This scenario sometimes arises in other jurisdictions as well. You have the case of Police Constable Andrew Harper in the United Kingdom. A uniformed officer gave chase to a group of teenagers who were trying to escape after stealing a bike. He was dragged by the car which was driven by one of the teenagers and he died. There was widespread public sympathy for him and outrage over the fact that he died. The three teenagers received legal aid. The Court found them guilty of manslaughter instead of murder.
In another case in New Zealand, a family of five was mass murdered, and David Bain, who was the only survivor, was accused of the murder. There were mixed views over his innocence. This case has been described as, and I quote, "the most widely discussed and divisive in New Zealand's criminal history". After 13 years, he was acquitted of all charges. Without legal aid, he might have remained behind bars until today.
As I explained in my Ministerial Statement in April last year, the provision of legal aid cannot depend on public outrage against the alleged offender or sympathy for the victim. With the PDO, we will assess each case based on its own merit, and those who have a meritorious case but cannot afford a lawyer will be provided access to legal advice and representation to defend their case in court. This is how we can try to ensure that access to justice is available to more.
Mr Speaker: Mr Murali Pillai.

§ **Data shown**
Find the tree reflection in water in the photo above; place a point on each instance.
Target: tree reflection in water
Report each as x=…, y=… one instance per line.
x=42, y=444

§ **Required task A**
From the legal aid speech, extract the passage starting at "This scenario sometimes" and ending at "instead of murder.".
§ **Required task B**
According to the legal aid speech, how many years passed before David Bain was acquitted of all charges?

§ **Result A**
This scenario sometimes arises in other jurisdictions as well. You have the case of Police Constable Andrew Harper in the United Kingdom. A uniformed officer gave chase to a group of teenagers who were trying to escape after stealing a bike. He was dragged by the car which was driven by one of the teenagers and he died. There was widespread public sympathy for him and outrage over the fact that he died. The three teenagers received legal aid. The Court found them guilty of manslaughter instead of murder.

§ **Result B**
He was acquitted after 13 years.